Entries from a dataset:
/---
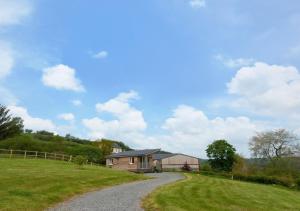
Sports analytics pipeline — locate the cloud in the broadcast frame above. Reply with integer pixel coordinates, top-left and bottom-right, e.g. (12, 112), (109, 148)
(58, 113), (75, 121)
(93, 51), (108, 59)
(0, 41), (14, 80)
(42, 64), (85, 92)
(189, 0), (206, 9)
(82, 91), (266, 157)
(72, 100), (82, 106)
(82, 91), (147, 139)
(8, 106), (56, 132)
(0, 86), (19, 105)
(215, 54), (255, 68)
(227, 62), (300, 118)
(0, 0), (33, 27)
(160, 105), (263, 157)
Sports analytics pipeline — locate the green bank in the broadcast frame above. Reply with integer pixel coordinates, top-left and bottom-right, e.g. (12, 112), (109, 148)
(0, 158), (146, 210)
(143, 174), (300, 211)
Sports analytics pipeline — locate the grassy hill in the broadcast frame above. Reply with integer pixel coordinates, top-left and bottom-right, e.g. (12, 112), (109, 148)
(0, 158), (146, 210)
(143, 174), (300, 211)
(0, 131), (130, 164)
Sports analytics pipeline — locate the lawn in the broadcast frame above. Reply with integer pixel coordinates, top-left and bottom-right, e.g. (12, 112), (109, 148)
(0, 158), (146, 210)
(143, 174), (300, 211)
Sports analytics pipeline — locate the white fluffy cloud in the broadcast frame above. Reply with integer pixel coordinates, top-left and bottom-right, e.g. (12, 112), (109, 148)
(161, 105), (263, 157)
(227, 63), (300, 118)
(93, 51), (108, 59)
(215, 54), (255, 68)
(72, 100), (82, 106)
(189, 0), (206, 9)
(0, 41), (14, 79)
(8, 106), (56, 132)
(82, 91), (147, 139)
(58, 113), (75, 121)
(0, 0), (32, 26)
(82, 91), (265, 157)
(42, 64), (85, 92)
\---
* **Exercise details**:
Set down every line of the records above word for word, and leave out the pictures.

* **Task answer**:
Sports analytics pipeline — locate the cloud in the broadcast frame above. Reply with integer pixel coordinates, top-left and bottom-right, e.g. (12, 112), (109, 148)
(58, 113), (75, 121)
(93, 51), (108, 59)
(0, 41), (14, 80)
(42, 64), (85, 92)
(189, 0), (206, 9)
(82, 91), (266, 157)
(72, 100), (82, 106)
(82, 91), (147, 139)
(8, 106), (56, 132)
(0, 86), (19, 105)
(215, 54), (255, 68)
(227, 62), (300, 118)
(0, 0), (33, 27)
(160, 105), (263, 157)
Sports analytics pipeline — locate the green bank in the broadcast frame above. Reply with integer pixel coordinates, top-left and bottom-right, e.g. (12, 112), (109, 148)
(0, 158), (146, 210)
(143, 174), (300, 211)
Sports analytics pipeline — locate the grassy hill in the broadcast frame above. Reply with integer pixel coordinates, top-left and bottom-right, e.g. (12, 112), (109, 148)
(0, 158), (146, 210)
(143, 174), (300, 211)
(0, 131), (130, 164)
Sports analytics pipeline — locate the lawn in the broadcast frame above. Reply with integer pixel coordinates, top-left and bottom-right, e.g. (12, 112), (109, 148)
(0, 158), (146, 210)
(143, 174), (300, 211)
Sports analytics pipeline — locate the white fluffy cloud in the broadcast frame above. Reply with integer pixel coordinates, top-left and bottom-right, e.g. (12, 112), (109, 148)
(161, 105), (263, 157)
(227, 63), (300, 118)
(93, 51), (108, 59)
(215, 54), (255, 68)
(72, 100), (82, 106)
(189, 0), (206, 9)
(0, 41), (14, 79)
(8, 106), (56, 132)
(82, 91), (147, 139)
(58, 113), (75, 121)
(0, 0), (32, 26)
(82, 91), (265, 157)
(42, 64), (85, 92)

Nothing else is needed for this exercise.